Start of DATASET CONTENT

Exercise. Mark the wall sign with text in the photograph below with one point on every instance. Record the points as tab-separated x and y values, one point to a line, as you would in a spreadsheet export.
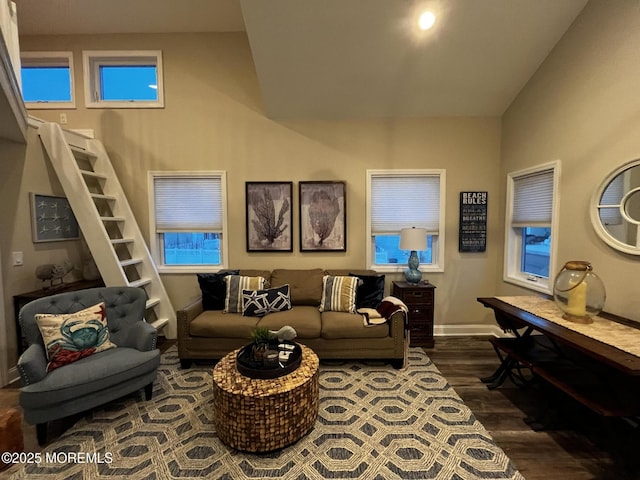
472	235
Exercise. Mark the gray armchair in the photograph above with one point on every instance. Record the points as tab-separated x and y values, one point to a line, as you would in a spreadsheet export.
98	378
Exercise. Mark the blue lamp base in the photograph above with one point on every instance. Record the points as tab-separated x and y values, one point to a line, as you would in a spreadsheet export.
413	275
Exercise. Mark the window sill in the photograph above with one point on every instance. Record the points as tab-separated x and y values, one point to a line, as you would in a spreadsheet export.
541	285
400	268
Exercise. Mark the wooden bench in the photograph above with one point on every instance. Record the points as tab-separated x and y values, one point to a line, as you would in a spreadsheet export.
601	377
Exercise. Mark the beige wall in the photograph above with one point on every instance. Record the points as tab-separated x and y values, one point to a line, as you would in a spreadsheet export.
213	120
582	107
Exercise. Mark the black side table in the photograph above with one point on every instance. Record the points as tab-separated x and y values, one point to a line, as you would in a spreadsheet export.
420	300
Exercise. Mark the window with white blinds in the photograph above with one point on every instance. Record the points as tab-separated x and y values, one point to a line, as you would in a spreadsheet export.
187	219
531	219
188	204
398	199
401	201
533	199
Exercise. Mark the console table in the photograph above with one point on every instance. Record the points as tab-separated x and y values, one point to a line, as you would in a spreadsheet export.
22	299
599	372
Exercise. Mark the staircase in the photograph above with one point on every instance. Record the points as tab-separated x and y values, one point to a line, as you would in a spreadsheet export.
106	220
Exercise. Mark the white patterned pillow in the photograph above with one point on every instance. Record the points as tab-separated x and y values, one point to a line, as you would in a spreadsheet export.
235	285
338	294
257	303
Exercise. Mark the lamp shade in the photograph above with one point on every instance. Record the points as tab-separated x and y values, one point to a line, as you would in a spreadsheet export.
413	239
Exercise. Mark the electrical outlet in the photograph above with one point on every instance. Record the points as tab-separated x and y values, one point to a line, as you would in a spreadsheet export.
18	259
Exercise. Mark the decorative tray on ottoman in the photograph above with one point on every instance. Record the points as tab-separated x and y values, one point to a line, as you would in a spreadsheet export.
251	368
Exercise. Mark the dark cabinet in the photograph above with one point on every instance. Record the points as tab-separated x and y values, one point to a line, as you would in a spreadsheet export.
22	299
420	300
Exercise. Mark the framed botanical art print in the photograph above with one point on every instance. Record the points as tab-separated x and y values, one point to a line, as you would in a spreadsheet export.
323	216
269	217
52	219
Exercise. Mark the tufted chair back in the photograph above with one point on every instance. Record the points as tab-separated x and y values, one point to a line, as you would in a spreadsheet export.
125	306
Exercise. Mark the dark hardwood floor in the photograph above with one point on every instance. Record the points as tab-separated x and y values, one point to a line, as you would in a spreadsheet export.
580	446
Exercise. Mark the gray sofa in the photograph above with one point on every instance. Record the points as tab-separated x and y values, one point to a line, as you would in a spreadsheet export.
211	334
98	378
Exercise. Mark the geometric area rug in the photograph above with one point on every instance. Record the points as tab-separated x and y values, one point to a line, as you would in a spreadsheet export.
374	423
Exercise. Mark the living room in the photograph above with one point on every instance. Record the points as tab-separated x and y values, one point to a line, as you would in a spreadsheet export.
578	108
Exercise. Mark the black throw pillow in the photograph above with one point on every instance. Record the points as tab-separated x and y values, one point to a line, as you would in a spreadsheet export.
214	289
370	290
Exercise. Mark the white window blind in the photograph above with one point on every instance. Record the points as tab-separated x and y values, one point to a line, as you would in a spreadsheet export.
188	204
401	201
533	200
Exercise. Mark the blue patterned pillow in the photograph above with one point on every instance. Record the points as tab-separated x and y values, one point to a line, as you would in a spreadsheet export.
257	303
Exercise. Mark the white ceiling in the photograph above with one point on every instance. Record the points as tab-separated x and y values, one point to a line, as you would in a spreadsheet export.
332	59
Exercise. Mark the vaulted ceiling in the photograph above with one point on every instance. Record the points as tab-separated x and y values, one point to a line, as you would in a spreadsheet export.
328	59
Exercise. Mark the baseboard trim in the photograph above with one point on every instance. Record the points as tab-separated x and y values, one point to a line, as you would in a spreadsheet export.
467	330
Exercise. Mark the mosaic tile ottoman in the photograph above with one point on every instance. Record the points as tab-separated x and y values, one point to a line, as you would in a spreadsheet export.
261	415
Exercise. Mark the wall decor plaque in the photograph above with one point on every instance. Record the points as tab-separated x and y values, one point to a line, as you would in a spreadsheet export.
472	234
52	219
323	216
268	215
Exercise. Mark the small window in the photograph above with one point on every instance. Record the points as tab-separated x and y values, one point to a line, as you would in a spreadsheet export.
188	235
531	216
398	199
47	80
123	79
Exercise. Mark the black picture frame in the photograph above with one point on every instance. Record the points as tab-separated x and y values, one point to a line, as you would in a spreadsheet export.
323	204
472	230
52	219
269	219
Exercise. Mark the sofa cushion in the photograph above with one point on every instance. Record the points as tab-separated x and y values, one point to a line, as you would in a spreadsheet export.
305	285
338	294
217	324
304	319
70	337
370	291
214	289
257	303
349	325
235	285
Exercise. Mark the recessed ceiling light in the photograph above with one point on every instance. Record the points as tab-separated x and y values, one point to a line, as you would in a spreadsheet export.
426	21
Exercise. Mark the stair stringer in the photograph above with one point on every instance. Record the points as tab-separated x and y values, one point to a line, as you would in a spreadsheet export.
60	146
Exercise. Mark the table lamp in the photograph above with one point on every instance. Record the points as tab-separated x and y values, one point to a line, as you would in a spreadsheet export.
414	239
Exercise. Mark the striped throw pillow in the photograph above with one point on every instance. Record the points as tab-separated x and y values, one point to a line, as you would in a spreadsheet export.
338	294
235	285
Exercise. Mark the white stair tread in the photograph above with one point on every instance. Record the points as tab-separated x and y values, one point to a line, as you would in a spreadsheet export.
79	151
140	283
120	241
89	173
152	302
131	261
103	197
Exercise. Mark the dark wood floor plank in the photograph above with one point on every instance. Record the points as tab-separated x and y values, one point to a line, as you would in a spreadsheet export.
582	449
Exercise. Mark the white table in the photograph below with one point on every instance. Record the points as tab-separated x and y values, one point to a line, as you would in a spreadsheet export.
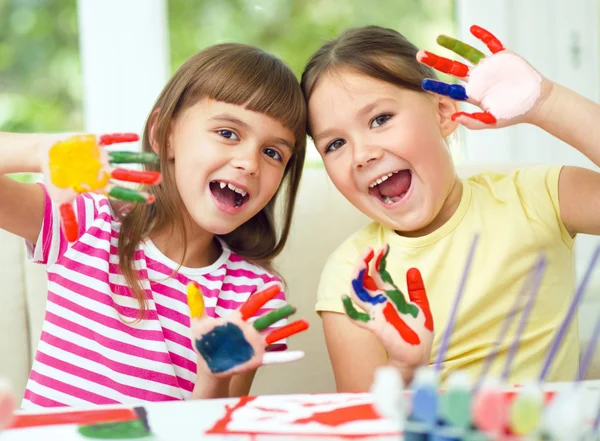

End of DATASET CONTENT

* **ACTION ITEM**: Repeat, exactly and in full, every entry in the data, but not the pictures.

* **SOLUTION**:
Exercise. Mark the wall sign with text in the photograph below with one point on every instance. Record the points as tab-separated x and y values, one point to a line, as you would in a spreadsheet export.
472	235
Exercise. Mark the gray armchair in the photograph above with one point on every instance. Record the points as tab-separated x and y values, one point to a line, as you would in a spreadsheet export.
98	378
Exercise. Mark the blue lamp base in the photograph above with one point on every instance. Record the points as tab-separated x and y values, one point to a line, as you would in a spreadsheet export.
413	275
Exercise. Mark the window sill in the photograph above with one point on every instance. Record the points as tab-separated x and y values, one point to a line, as you would in a spreadsheet export.
541	285
400	268
Exercise. Mark the wooden bench in the photograph above with one point on every instance. Record the points as tab-separated x and y values, one point to a line, as you would in a spreadsheet export.
601	377
Exercise. Mark the beige wall in the photograph above with one point on every instance. Record the points as tab-separated x and y values, one point to a line, as you would in a spreadsheet export.
213	120
582	107
Exercise. Mark the black side table in the photograph above with one point on every instance. Record the points as tab-separated x and y values, one point to a line, as you would in a spreadsheet export.
420	300
Exercise. Mark the window with white blinds in the photograph above with one point on every instance. Record the points as tab-separated x and y values, one point to a line, as you would in a spreadsheet export.
187	219
531	219
188	204
398	199
401	201
533	199
Exercise. Mark the console table in the photograph above with one point on every instance. Record the points as tab-separated x and y values, one point to a line, as you would in a spreadsheet export.
22	299
599	372
Exercise. Mark the staircase in the photograph above with one point on every instance. Record the points as tab-separated x and y values, one point to a line, as you would in a spreadsheet export.
106	220
Exercise. Mark the white patterned pillow in the photograph above with one point on every instance. Record the points as tab-separated x and y values, one point to a line, as you would in a spreadsheet export.
235	285
338	294
257	303
Exercise. Mark the lamp shade in the photograph above with one point on every instance. Record the points as tab-separated x and y values, one point to a line, as you would in a spreadsheet export.
413	239
Exercise. Mark the electrical outlet in the photograph above with one point on every instance. Record the points as tab-separated x and y values, one point to a line, as you would in a spreadsheet export.
18	259
Exercise. Mark the decorative tray on ottoman in the photograph above with one point on every instance. Record the points as tab-separated x and y values, one point to a line, as you would in a spreadsheet export.
251	368
Exercise. Mark the dark cabinet in the photograph above with one point on every instance. Record the points as tab-separated x and y values, one point to a line, as you would in a spreadsheet export.
22	299
420	300
Exercise. Mark the framed botanical art print in the photograph above with one point on every instance. Record the points as tab-separated x and y values, one point to a line, as you would in a spreadsheet export.
323	216
269	217
52	219
Exercise. Mark the tufted chair back in the photograph above with one point on every instance. Record the points as tab-separated x and y values, one point to a line, as you would in a spreadsheet export.
125	306
Exercise. Mark the dark hardwood floor in the photograph above with one point on every instance. Record the points as tab-separated x and y values, one point to a line, as you would in a spreadsheet export.
580	446
Exercise. Mark the gray sofa in the photograph above with one point on every instance. Record the points as tab-separated x and y values, one point to a line, as you would in a spreadsheet export.
211	334
98	378
Exercise. Mark the geometric area rug in the photograph above with one point on every instance. Record the points as tab-separated x and y values, one point to a line, as you would in a spreadsheet export.
374	423
Exercise. Mark the living room in the photograph above with one point on every instance. Record the points as tab-separated x and y values, one point to a line, as you would in a spreadsheet export.
578	108
Exercise. Mark the black throw pillow in the photograph above with one point on every instance. Record the points as tab-separated x and y values, one point to a line, as you would in a spreadsheet export.
214	289
370	290
Exercise. Mark the white window blind in the photograph above with one point on every instance. Record the points as tab-separated x and y values, one point to a line, as you would in a spreadsheet export.
188	204
401	201
533	200
Exercise. Mark the blue patterned pillow in the photograph above with one point on every instance. Record the points as tab-separated x and y values, one point to a line, as you would in a spreadsheet export.
257	303
Exercise. Mark the white ceiling in the photograph above with one point on every instance. Record the points as tab-separated x and y values, one point to a line, as you would in a spreadsheet export.
332	59
Exercise. Mark the vaulted ceiling in the photograph above with one point on every instance. Record the points as tab-separated x and y values, one point to a line, as you would in a spreadsheet export.
328	59
Exercise. Mark the baseboard trim in the photograph above with one point on every instance. Record the points as tab-separated x and y values, one point to a line, as you would in a spreadsheet export.
467	330
Exercise. Mark the mosaic tile ottoman in the photograph above with one point on every instance. Record the points as tab-separated x and y values, one point to a line, as you would in a spreadsheet export.
261	415
Exercise. Mark the wall decor plaque in the photograph above with one point on every instance. Record the points as tab-separated x and y values, one point to a line, as you would in a spreadsheet export.
472	234
52	219
323	216
268	215
Exercise. Mark the small window in the photograph above with one point on every instance. Record the points as tab-separated x and y values, one point to a line, as you would in a spreadsheet export.
188	235
531	216
398	199
47	80
123	79
Exercise. Mark the black picture frame in the photograph above with one point on every instance. Record the points as tab-separated x and y values, one point to a line, as you would in a spreadsheet export.
323	204
472	230
52	219
269	219
Exercise. Mark the sofa cushion in the photograph above with one point on every instance. Record the points as tab-separated x and y values, one point to a line, as you would in a spreadsheet export.
305	285
338	294
217	324
304	319
70	337
370	291
214	289
257	303
349	325
235	285
Exercise. Mark the recessed ceiling light in the photograph above with one point on every instance. Record the points as tab-separated x and y values, one point to a line, as you would in a spreadsheet export.
426	21
Exercise. Mark the stair stringer in the photograph above with one point on every instance. Record the points as tab-separated x and y values, one point to a line, as you would in a spreadsheet export.
60	146
Exercise. Mark the table lamp in the photograph above with one point on every instance. Record the points as tab-separated x and y values, one point to a line, as you would in a spreadsheet export.
414	239
Exercise. Mark the striped throw pillow in the photograph above with one point on every instance. Record the points as tab-separated x and y values, one point to a line, as you would in a spreadsheet export.
338	294
235	285
Exercise. Mark the white stair tread in the photograph above with one point on every instance. Record the points as tab-separated x and y values, one point to a line, as you would in a spreadsheet export.
79	151
140	283
120	241
89	173
152	302
131	261
103	197
Exercise. Mark the dark wood floor plank in the photograph above with one point on every instance. Record the points as tab-separated x and y values, one point to a line, as you would in a spreadsheet export.
582	449
Exercise. Mark the white table in the photograph below with one point on every instance. Record the points as tab-separated x and y values, one point to a line, as you would in a spreadsheet export.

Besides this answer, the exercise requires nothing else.